* start SOURCE *

I had primed cases with that tool for about 20 years before it broke. I don't know how many rounds were primed with it, but quite a few.
Lee sent me a couple more and I was good to go.
Good tool for a good price. Not industructable, but you get a lot of use from it before it lets go.

Poodleshooter
January 21, 2004, 03:44 PM
Ditto 444 experience. I broke mine, but since I didn't follow the instructions and lube the link well, I sucked it up and bought an extra from Midway. I lubed this one very well, and expect it to last quite awhile. Lee's tool is so much easier to use than the RCBS (I own that one,too), but it really needs to be made out of something other than that cast zinc or whatever it is.

Peter M. Eick
January 21, 2004, 09:25 PM
I would say the 20 to 25k per unit is about right. I am on my 3rd now. I keep the old ones as "tokens".

Anyone else notice that the finish work seems to degrade over time. My oldest is much nicer ground and has left rough edges then the new ones.

Paul "Fitz" Jones
January 22, 2004, 12:22 AM
I am sad to say that over my long career the quality of the reloading and bulletcasting tools commonly available has really degraded. However when I became one of Lee's first dealers, Lee opened the reloading and bulletcasting hobbies to beginners at a lot lower prices. There is a very old saying that "You get what you pay for" and another that "The top ranked competitors use the best equipment available". So Lee opened the hobby to a lot of younger competitors whose money had many demands placed on it which is still true today.

As time and a shooters competency increases there is a lot of trading up in quality of equipment bought but old traditional names in the industry are having their products made of cheaper materials and with less effort in quality of production to sell at a cheaper price to compete in a tough marketplace.

* end SOURCE *
* start INFORMATION GIVEN *

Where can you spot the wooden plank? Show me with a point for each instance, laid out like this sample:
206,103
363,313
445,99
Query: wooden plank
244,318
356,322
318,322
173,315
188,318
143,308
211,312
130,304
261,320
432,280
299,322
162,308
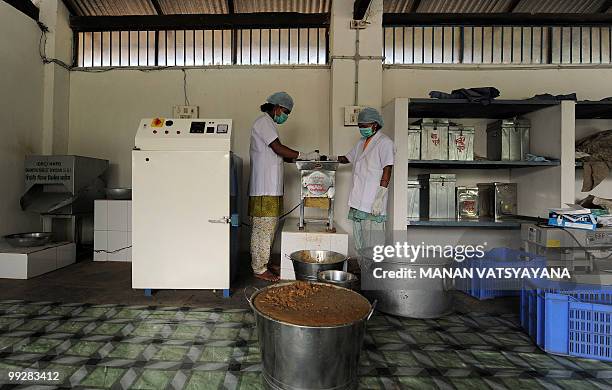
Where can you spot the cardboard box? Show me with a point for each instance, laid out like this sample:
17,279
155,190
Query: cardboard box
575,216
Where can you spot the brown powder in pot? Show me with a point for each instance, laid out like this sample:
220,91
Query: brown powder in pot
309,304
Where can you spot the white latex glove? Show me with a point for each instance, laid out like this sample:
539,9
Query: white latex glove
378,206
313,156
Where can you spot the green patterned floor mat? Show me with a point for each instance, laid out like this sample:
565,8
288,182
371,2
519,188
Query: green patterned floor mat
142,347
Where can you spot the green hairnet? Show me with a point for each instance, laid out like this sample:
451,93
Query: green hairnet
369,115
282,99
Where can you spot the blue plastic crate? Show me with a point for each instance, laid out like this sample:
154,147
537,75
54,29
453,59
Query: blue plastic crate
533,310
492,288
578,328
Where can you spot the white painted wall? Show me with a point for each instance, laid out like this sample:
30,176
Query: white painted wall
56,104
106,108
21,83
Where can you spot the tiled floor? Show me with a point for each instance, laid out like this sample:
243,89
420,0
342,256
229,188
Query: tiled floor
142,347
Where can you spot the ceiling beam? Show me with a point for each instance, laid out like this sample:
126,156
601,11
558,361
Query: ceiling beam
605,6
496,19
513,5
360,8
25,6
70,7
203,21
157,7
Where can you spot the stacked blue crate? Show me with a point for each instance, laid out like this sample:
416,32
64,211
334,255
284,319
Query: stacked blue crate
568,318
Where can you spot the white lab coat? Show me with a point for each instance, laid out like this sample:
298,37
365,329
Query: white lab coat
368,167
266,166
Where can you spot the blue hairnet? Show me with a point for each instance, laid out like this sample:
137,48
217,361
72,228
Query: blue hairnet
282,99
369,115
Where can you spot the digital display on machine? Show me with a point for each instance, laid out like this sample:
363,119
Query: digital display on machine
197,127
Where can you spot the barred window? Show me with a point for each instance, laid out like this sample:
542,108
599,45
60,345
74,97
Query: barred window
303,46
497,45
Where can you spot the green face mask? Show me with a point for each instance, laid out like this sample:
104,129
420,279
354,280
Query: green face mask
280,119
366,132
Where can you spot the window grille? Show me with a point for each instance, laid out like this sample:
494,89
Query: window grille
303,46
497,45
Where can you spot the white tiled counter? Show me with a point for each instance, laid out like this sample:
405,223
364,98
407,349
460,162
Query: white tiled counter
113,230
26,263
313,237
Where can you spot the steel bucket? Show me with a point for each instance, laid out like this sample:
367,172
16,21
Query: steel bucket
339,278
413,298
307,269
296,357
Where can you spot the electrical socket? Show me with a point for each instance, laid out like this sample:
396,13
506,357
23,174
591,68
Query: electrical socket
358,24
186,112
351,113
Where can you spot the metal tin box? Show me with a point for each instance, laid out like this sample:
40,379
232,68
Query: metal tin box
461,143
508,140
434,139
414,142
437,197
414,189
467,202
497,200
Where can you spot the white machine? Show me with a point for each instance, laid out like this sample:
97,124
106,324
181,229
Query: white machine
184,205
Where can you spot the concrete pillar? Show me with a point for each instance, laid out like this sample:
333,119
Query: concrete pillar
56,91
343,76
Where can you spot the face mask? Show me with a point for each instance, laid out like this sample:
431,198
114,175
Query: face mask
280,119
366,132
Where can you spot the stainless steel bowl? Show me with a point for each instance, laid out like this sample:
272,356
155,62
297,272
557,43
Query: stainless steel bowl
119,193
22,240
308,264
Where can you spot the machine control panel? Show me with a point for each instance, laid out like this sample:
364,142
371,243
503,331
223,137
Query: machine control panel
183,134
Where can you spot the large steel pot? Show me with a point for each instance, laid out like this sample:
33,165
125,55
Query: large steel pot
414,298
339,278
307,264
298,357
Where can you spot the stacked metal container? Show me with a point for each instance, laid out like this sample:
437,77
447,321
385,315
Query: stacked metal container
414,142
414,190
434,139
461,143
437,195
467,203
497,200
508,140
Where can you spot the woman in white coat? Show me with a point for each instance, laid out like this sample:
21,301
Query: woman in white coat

* end INFORMATION GIVEN *

* **EXERCISE REQUIREMENTS**
(1) In the forum thread about Lee reloading tools, what does Poodleshooter say he failed to do before his tool broke?
(2) Resume the forum thread about Lee reloading tools from the point where it stops.

* **ANSWERS TO EACH TASK**
(1) He didn't follow the instructions and lube the link well.

(2)
Steel and aluminum have replaced cast iron that was common for tools in old timers reloading rooms. Lucky are young fellows who have received quality tools from their parents and grandparents that can give them good service.

I still have my first and only Lee hand priming tool.

John Paul

Mike Irwin
January 22, 2004, 02:06 AM
Looks like Lee's going the other way round with their new press, from aluminum and plastic to cast iron and steel...

I've got probably between 20,000 and 40,000 cases primed on my Lee hand tool, and it's still going strong.

Unfortunately, my thumbs aren't anymore.

Sheldon
January 22, 2004, 09:02 AM
Call Lee up, they will replace the broken one for free.....at least they did mine when it broke. I did order a couple extras as wellto avoid waiting the next time it broke. They were nice about it.

dleong
January 22, 2004, 12:38 PM
The lever on my Lee hand primer broke in exactly the same fashion as described by ocabj (i.e., two clicks before fracturing). This happened about a month ago. I telephoned Lee to request a replacement under their warranty; they insisted that I send the broken part in first. This I did, and the replacement lever was in my hands about a week after that.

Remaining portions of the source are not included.